-- GIVEN RECORDS start --

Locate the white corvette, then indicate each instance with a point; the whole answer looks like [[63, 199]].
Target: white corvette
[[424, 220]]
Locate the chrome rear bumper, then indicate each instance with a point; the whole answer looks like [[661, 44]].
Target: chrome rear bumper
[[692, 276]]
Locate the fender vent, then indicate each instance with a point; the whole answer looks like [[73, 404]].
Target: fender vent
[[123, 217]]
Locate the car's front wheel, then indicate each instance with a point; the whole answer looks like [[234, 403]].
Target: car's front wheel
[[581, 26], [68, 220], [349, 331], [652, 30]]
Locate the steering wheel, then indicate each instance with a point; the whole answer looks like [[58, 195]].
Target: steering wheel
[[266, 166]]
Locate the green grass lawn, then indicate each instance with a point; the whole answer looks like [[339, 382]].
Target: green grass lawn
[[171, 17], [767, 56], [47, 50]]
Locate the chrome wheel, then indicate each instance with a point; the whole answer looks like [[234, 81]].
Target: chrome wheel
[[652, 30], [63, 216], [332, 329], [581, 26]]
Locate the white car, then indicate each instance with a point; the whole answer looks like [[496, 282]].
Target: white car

-- GIVEN RECORDS end --

**PROBLEM TO WORK ON:**
Can you rewrite the entries from the line containing "Locate the chrome wheel, then" through the end of the entries, keeping every request line unchanged but scaling each point coordinate in the answers by 1.5 and rounding to whole numbers, with halves rounded up?

**TASK SOLUTION:**
Locate the chrome wheel, then indicate each instance with a point; the whole answer looks like [[234, 81]].
Target: chrome wheel
[[978, 45], [95, 324], [498, 494], [872, 39]]
Locate the white car, then indicate each instance with a point; the whole answer looks like [[496, 282]].
Target: white car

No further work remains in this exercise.